*DESCRIPTION OF THE TASK*
Identify each line in the data below that contains the word "vent" and copy those lines. Treat uppercase and lowercase letters as distinct when matching.
───── GIVEN RECORDS ─────
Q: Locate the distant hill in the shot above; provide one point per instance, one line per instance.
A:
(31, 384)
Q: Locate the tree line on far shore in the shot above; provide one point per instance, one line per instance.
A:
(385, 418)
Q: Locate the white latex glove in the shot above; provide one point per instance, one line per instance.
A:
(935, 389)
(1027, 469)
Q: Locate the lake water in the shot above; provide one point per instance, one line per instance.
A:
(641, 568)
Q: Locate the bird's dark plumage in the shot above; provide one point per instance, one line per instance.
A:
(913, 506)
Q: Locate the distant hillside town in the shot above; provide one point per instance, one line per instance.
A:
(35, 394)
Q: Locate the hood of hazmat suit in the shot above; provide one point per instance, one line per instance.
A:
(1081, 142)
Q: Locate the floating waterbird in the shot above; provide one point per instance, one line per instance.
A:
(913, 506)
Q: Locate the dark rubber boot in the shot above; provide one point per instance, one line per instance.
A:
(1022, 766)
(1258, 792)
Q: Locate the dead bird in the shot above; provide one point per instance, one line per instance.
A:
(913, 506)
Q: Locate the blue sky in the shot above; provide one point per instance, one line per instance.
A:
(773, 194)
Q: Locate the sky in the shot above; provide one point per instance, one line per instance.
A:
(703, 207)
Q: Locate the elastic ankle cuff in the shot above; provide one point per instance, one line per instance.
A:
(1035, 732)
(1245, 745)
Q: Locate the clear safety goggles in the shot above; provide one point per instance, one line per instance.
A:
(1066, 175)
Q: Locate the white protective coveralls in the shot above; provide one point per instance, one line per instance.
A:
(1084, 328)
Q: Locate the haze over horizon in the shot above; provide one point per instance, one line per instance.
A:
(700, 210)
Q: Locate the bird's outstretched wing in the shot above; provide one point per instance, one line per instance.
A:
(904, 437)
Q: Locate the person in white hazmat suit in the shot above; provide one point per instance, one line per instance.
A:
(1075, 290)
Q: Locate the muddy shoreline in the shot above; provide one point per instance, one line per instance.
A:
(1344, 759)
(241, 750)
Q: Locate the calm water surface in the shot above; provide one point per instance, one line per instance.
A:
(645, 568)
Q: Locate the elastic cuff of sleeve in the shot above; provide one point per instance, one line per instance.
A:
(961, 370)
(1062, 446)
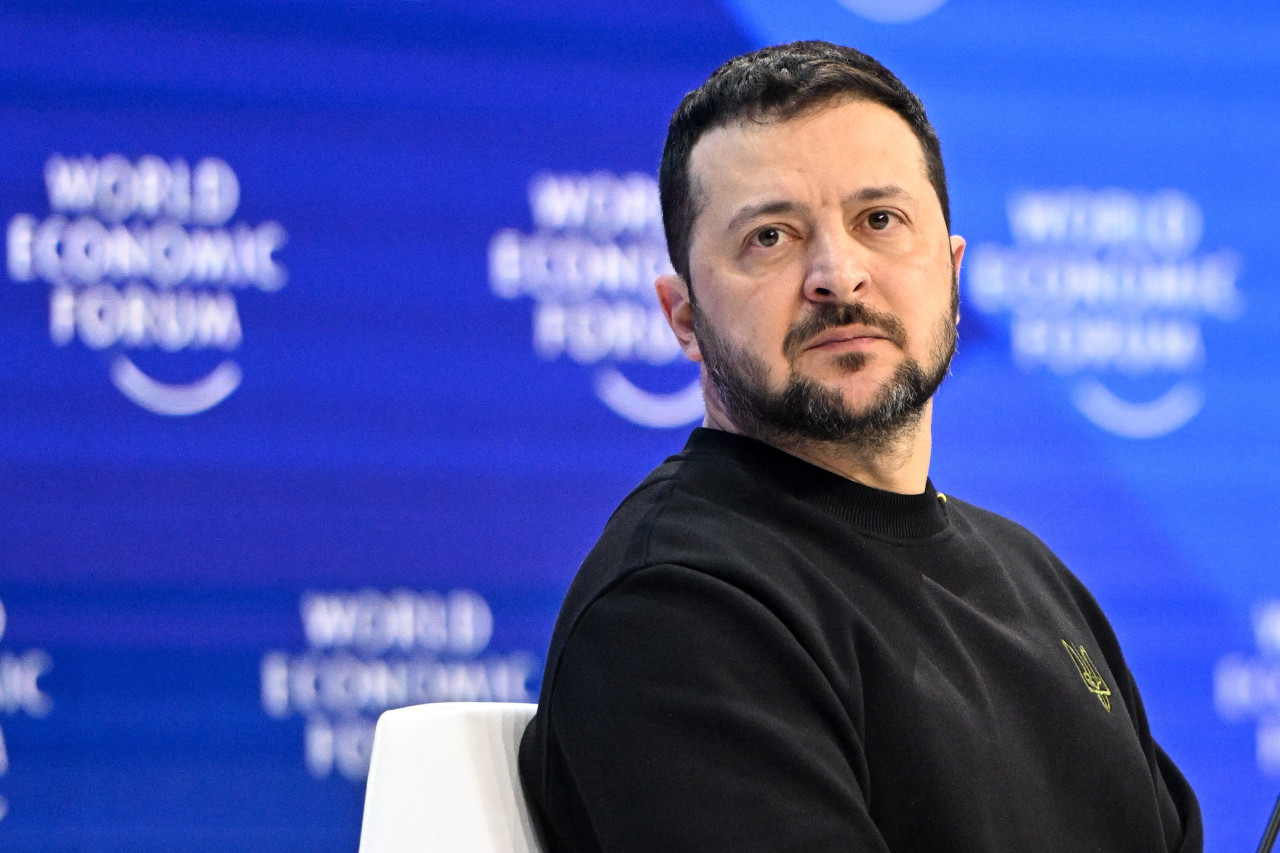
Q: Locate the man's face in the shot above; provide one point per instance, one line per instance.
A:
(823, 276)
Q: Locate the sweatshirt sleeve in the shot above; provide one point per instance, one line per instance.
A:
(686, 716)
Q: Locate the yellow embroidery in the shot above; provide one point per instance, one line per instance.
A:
(1089, 673)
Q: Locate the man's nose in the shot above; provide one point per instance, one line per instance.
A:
(835, 269)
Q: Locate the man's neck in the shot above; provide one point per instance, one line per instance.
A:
(901, 464)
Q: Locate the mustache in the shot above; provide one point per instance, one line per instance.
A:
(830, 315)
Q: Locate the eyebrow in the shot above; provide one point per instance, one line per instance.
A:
(781, 206)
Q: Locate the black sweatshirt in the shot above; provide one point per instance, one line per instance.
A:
(759, 655)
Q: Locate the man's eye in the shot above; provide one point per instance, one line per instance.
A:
(768, 237)
(880, 219)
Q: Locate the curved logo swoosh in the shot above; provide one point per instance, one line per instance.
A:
(190, 398)
(648, 409)
(891, 10)
(1160, 416)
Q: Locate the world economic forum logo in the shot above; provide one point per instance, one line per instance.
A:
(142, 259)
(589, 265)
(1106, 290)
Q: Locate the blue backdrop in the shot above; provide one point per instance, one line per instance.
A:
(328, 347)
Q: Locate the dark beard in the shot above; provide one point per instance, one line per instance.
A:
(807, 411)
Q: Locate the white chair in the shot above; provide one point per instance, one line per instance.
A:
(443, 780)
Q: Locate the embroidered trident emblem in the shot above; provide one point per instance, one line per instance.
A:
(1089, 673)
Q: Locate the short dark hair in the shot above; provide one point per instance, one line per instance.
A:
(775, 85)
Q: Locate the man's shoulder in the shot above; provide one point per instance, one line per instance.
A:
(698, 509)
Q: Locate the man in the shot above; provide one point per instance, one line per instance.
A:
(786, 639)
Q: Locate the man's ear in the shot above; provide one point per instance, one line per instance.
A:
(956, 256)
(679, 310)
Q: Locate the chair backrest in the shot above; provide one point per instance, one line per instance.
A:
(443, 780)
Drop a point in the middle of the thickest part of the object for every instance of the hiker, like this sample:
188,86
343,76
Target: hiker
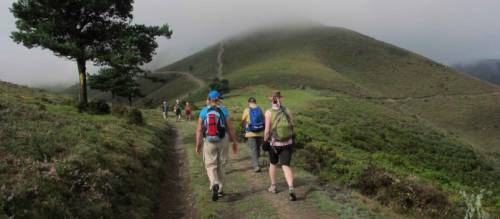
278,135
178,110
187,111
252,121
212,136
165,110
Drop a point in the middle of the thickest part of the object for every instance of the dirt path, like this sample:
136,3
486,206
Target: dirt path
220,63
285,209
176,197
201,84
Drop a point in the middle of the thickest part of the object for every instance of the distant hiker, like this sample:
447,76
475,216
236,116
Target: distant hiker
252,122
165,110
178,110
213,127
278,134
187,111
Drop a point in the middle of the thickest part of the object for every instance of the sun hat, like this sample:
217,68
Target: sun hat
214,94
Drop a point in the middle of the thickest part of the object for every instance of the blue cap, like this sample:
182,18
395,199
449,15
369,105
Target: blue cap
214,94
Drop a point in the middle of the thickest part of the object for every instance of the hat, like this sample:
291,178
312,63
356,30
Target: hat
276,93
214,94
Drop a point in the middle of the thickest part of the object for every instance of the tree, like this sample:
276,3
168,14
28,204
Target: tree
127,87
133,48
83,31
119,81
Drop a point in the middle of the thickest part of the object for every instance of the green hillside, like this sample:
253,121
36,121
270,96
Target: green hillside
58,163
341,60
157,86
367,110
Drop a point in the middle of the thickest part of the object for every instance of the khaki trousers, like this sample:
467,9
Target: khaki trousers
215,156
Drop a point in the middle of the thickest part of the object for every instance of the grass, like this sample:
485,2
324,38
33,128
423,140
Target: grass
342,137
474,118
243,207
337,59
56,162
245,195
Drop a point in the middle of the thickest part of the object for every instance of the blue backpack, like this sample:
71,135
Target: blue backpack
256,120
214,126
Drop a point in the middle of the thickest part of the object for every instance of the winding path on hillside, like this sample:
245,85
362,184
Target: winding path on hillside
201,83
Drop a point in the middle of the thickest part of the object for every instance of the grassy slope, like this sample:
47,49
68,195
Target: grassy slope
343,135
56,162
337,59
160,86
345,61
244,195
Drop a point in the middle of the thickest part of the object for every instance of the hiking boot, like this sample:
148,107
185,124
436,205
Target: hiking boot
215,192
292,195
272,189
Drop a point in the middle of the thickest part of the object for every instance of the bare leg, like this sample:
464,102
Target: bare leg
288,175
272,174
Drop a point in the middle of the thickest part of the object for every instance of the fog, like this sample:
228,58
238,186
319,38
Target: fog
448,31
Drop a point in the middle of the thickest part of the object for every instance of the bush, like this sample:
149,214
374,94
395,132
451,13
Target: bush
119,110
135,117
148,103
98,107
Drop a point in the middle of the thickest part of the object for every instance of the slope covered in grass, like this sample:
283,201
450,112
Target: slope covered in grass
156,87
331,58
58,163
388,121
398,159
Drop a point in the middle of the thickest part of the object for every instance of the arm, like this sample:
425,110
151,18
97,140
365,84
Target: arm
267,129
199,134
232,135
289,115
244,120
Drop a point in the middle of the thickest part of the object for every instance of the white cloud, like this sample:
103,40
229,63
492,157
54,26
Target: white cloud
446,30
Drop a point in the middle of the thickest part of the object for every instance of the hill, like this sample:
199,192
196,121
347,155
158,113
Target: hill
488,70
368,109
341,60
58,163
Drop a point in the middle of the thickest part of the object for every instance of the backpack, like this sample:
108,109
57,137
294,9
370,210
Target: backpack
281,129
256,123
214,125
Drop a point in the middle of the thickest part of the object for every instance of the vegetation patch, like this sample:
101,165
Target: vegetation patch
58,163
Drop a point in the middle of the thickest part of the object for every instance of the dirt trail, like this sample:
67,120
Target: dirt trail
220,63
285,209
176,199
201,84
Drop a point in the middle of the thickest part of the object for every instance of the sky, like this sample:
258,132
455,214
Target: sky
448,31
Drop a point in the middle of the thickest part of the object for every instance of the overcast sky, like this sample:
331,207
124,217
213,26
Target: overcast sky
448,31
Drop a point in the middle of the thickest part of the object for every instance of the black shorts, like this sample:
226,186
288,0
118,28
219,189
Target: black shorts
281,154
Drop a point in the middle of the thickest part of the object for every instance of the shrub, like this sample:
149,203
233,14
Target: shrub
119,110
411,195
135,117
148,103
473,203
98,107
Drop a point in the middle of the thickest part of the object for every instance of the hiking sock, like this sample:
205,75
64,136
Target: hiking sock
215,192
292,195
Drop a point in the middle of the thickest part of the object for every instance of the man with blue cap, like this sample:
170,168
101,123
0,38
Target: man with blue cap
212,136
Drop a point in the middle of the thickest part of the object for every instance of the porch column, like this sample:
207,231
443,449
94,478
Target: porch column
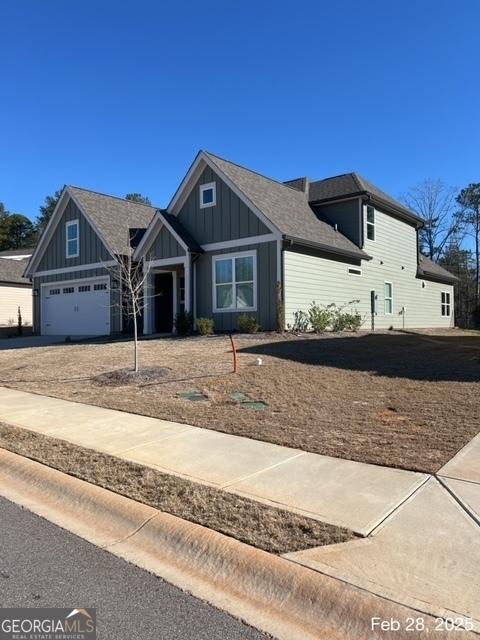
188,284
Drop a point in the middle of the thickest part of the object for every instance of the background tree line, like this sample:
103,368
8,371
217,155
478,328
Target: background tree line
451,237
19,232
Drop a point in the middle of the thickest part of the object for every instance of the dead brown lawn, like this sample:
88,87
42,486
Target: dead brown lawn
262,526
394,399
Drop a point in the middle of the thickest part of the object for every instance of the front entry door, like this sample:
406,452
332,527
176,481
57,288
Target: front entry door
163,302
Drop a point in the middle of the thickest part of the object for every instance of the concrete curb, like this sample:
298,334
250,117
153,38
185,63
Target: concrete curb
268,592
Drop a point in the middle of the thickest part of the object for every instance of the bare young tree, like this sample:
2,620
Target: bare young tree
435,203
132,281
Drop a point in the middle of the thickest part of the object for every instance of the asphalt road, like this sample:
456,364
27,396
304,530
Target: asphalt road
42,565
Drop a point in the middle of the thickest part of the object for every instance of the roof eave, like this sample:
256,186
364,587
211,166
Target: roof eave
358,255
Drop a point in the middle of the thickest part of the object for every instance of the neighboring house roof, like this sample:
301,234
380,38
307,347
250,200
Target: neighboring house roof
353,184
113,217
16,254
430,269
287,208
174,223
11,271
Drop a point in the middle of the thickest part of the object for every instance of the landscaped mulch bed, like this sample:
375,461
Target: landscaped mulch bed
265,527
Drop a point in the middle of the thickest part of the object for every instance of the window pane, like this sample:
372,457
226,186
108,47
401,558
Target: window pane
207,196
72,231
224,296
72,247
244,295
223,271
244,269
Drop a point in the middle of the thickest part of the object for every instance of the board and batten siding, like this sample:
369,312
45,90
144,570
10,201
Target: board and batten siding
165,246
115,315
228,219
310,277
91,248
12,297
266,287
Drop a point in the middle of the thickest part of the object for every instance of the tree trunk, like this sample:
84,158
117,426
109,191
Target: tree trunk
135,343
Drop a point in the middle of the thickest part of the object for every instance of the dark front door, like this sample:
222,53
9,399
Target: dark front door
163,302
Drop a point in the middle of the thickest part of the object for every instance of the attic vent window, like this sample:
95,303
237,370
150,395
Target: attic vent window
370,222
208,195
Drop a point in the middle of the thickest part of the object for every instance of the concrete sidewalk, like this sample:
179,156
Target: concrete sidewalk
350,494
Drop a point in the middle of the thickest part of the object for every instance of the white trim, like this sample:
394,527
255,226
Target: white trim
240,242
385,298
206,187
72,223
232,256
80,267
354,271
446,304
165,262
371,224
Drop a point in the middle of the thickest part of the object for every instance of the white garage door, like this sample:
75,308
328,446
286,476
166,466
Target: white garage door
76,308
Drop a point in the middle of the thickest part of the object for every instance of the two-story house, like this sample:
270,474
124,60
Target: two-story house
231,242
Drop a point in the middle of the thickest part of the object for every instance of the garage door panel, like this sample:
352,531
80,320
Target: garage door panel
80,307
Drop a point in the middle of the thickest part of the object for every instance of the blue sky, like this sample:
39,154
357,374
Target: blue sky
119,96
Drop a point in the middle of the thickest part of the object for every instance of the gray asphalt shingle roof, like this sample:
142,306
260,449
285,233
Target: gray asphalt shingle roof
427,267
12,271
350,184
287,208
113,217
180,230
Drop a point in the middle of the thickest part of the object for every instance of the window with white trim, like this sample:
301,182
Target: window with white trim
388,298
208,195
446,304
234,282
370,222
72,239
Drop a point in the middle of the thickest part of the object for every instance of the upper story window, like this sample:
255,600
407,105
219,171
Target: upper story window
446,305
388,298
72,239
235,282
370,222
208,195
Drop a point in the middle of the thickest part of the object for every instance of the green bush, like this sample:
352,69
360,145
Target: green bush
248,324
320,317
205,326
184,323
301,322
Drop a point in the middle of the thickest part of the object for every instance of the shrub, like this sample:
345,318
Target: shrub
248,324
205,326
184,323
301,322
320,317
349,320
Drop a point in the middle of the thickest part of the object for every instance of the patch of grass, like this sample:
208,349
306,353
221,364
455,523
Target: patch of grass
262,526
408,401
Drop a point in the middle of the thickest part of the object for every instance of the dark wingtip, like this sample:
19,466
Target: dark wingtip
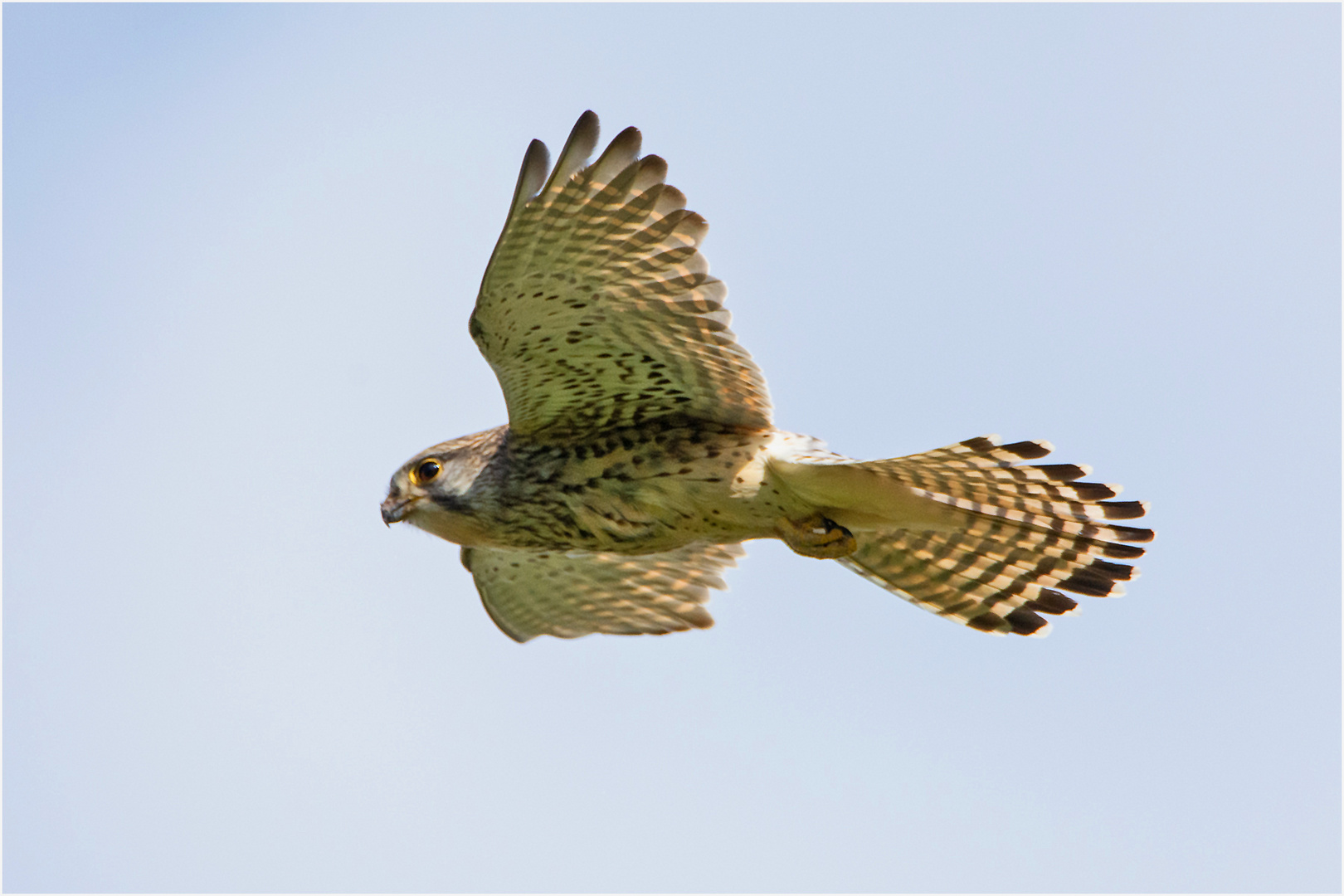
─────
*ANSWER TO THIS PROBLEM*
Drop a point in the middle of the thickest part of the object for every instance of the attic vent window, like this sample:
Target: attic vent window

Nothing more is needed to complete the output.